◆ **WHAT IS BEING ASKED**: Lift every line from the entries that includes the word "lips".

[Collection entries]
********

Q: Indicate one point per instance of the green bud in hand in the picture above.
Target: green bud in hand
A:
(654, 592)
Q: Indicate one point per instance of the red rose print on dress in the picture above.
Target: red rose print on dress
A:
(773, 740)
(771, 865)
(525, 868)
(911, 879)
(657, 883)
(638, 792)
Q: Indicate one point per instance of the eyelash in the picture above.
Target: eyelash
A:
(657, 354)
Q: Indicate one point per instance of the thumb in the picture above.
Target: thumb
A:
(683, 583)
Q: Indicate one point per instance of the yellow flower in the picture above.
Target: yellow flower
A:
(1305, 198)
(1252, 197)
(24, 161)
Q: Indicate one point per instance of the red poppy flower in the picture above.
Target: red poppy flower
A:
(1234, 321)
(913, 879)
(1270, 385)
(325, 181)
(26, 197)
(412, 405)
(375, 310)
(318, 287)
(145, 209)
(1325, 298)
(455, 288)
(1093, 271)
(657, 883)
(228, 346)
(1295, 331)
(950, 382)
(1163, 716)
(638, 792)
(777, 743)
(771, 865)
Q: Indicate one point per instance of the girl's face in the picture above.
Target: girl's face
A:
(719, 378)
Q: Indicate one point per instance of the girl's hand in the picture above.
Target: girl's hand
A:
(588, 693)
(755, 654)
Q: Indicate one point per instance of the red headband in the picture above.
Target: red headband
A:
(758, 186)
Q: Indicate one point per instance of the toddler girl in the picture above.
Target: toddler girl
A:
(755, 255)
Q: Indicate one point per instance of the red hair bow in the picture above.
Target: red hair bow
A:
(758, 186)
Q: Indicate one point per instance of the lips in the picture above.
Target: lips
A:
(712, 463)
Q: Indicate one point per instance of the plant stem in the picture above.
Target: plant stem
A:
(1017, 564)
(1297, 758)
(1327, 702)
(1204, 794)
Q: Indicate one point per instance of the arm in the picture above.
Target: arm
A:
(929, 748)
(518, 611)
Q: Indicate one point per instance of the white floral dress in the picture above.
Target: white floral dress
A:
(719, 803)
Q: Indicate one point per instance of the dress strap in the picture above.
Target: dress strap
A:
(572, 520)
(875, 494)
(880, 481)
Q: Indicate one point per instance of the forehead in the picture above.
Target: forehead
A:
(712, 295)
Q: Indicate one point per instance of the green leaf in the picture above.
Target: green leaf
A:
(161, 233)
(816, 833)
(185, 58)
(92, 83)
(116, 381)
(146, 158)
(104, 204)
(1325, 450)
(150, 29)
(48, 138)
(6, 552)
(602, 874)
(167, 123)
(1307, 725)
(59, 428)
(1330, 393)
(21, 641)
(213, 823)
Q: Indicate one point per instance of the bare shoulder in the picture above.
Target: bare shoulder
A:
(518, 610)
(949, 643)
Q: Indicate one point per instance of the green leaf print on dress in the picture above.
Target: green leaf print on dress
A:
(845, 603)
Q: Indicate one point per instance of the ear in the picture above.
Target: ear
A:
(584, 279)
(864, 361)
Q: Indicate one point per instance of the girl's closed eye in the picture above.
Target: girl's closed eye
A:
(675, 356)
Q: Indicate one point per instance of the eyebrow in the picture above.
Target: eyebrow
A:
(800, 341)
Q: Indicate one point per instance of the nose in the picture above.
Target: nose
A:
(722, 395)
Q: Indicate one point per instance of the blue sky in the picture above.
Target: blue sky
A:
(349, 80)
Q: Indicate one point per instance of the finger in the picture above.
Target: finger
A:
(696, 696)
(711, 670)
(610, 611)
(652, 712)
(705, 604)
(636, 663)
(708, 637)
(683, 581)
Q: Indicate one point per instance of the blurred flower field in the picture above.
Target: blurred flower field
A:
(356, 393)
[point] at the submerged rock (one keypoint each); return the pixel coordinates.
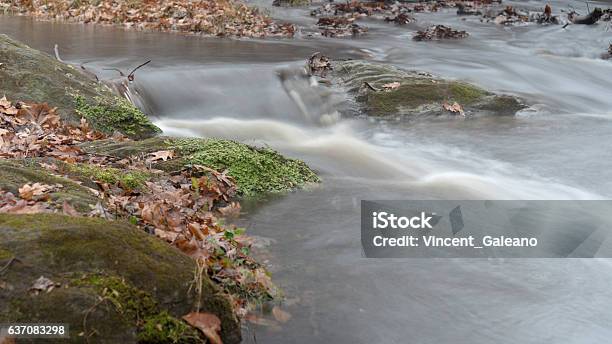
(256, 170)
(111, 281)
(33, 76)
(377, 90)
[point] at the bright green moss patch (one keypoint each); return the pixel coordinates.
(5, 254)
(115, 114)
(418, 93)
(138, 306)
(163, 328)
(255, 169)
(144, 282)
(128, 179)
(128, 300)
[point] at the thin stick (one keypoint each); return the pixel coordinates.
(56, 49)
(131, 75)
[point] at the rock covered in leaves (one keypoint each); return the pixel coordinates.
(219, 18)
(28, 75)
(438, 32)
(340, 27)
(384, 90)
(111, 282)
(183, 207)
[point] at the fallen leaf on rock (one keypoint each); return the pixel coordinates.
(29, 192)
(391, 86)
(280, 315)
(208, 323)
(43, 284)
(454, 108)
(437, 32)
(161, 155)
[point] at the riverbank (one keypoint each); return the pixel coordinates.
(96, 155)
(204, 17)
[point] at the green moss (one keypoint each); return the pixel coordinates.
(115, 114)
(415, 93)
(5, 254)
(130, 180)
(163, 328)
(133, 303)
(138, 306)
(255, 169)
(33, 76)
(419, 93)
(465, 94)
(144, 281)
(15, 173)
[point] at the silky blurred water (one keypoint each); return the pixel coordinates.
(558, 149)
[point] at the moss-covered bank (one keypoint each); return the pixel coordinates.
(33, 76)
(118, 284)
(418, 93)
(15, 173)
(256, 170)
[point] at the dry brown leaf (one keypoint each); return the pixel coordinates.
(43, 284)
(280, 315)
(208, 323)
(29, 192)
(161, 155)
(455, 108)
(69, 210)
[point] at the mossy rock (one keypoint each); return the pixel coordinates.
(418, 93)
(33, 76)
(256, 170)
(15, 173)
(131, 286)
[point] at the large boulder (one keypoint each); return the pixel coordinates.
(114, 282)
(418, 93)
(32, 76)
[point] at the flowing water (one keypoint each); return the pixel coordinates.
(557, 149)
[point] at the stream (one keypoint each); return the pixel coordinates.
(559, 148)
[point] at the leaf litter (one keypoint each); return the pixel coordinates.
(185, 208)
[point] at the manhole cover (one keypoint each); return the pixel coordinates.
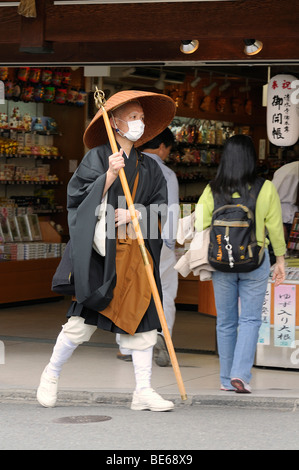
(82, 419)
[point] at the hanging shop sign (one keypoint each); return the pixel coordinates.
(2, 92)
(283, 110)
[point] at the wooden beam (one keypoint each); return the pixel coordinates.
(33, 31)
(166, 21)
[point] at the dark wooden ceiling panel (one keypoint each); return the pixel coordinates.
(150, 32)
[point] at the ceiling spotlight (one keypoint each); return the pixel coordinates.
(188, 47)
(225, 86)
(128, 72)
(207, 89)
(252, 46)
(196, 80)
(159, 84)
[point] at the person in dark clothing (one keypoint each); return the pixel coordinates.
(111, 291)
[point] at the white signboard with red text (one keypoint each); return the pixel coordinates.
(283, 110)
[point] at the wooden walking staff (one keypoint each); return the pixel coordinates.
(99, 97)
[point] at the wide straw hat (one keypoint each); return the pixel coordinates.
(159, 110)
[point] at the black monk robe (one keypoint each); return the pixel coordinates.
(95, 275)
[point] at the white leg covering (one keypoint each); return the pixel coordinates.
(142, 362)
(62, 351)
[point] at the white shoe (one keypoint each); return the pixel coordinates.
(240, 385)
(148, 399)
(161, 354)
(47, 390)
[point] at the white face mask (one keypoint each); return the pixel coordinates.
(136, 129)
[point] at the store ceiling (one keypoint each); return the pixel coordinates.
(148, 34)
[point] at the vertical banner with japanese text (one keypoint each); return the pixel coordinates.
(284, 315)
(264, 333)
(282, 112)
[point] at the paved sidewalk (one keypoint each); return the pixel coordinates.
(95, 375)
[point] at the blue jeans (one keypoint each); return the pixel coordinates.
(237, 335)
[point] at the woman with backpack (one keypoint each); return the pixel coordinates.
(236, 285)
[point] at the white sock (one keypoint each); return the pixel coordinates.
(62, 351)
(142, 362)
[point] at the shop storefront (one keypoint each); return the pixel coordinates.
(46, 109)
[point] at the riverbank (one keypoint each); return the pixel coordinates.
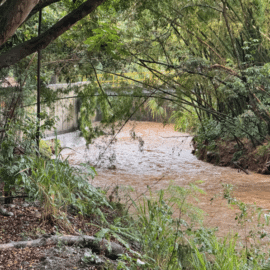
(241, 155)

********

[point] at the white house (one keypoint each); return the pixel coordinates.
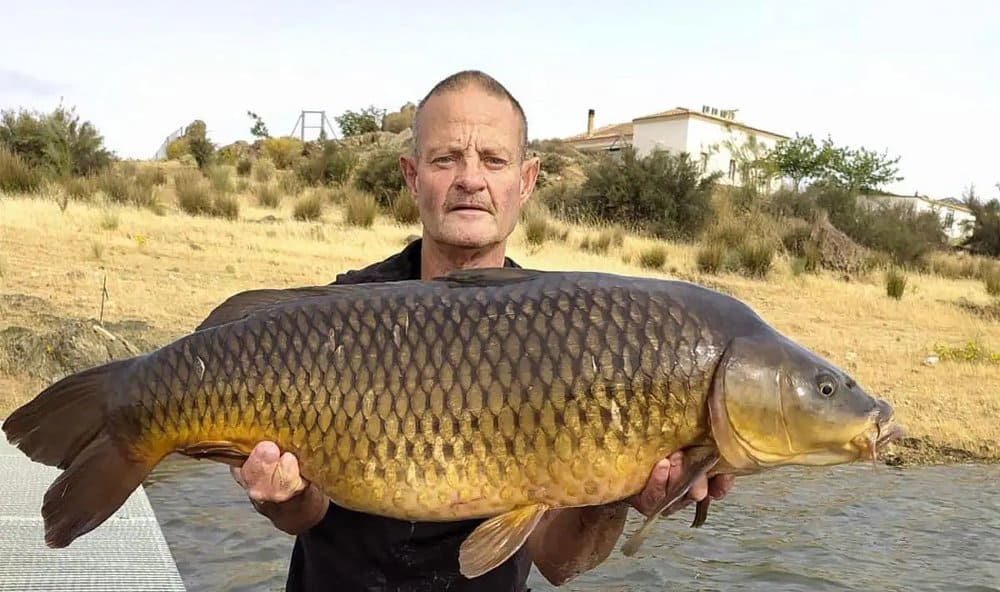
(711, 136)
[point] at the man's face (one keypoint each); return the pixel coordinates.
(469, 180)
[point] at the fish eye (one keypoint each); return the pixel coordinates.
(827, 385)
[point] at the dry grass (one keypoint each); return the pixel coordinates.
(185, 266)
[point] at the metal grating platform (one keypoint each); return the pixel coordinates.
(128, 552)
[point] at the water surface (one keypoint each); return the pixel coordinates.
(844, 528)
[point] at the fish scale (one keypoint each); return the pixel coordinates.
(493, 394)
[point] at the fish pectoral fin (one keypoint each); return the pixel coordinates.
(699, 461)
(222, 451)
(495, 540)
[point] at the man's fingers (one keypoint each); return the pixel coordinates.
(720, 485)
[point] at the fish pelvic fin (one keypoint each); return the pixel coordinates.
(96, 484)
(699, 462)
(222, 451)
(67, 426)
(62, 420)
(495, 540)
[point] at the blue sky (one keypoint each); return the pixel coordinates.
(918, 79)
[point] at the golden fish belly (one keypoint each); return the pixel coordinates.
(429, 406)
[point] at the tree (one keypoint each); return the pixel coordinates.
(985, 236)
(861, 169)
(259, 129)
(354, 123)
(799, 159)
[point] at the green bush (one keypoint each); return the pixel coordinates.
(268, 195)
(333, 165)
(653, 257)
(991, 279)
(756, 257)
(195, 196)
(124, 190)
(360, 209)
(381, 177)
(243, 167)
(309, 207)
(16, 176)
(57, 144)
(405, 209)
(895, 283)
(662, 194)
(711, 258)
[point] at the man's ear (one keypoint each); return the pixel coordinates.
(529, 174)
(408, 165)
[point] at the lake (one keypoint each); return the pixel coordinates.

********

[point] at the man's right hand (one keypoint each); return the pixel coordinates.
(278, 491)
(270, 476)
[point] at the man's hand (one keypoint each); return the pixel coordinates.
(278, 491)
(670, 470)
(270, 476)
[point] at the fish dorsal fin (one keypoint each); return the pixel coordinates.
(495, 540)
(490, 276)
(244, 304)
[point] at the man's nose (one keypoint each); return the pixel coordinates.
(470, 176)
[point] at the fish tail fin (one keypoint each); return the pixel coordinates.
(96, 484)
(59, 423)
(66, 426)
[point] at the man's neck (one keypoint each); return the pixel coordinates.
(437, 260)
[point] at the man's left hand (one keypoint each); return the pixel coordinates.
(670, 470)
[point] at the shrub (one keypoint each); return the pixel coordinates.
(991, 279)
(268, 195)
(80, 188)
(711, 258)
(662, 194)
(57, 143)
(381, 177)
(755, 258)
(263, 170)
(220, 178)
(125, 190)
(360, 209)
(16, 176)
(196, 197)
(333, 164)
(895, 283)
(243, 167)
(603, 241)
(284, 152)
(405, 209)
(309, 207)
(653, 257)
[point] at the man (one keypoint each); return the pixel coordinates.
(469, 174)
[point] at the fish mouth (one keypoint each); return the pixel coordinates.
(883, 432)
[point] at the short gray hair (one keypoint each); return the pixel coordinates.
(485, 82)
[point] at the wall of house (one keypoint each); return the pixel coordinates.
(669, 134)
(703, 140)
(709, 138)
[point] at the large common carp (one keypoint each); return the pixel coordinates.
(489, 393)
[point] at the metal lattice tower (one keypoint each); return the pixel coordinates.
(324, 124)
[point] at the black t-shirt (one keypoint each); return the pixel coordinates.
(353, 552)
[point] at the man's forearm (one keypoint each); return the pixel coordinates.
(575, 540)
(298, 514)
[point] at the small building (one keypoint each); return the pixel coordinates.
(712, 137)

********

◆ **SOLUTION TO THIS PROBLEM**:
Q: Indicate one point per instance of the lips in the picture above.
Target: lips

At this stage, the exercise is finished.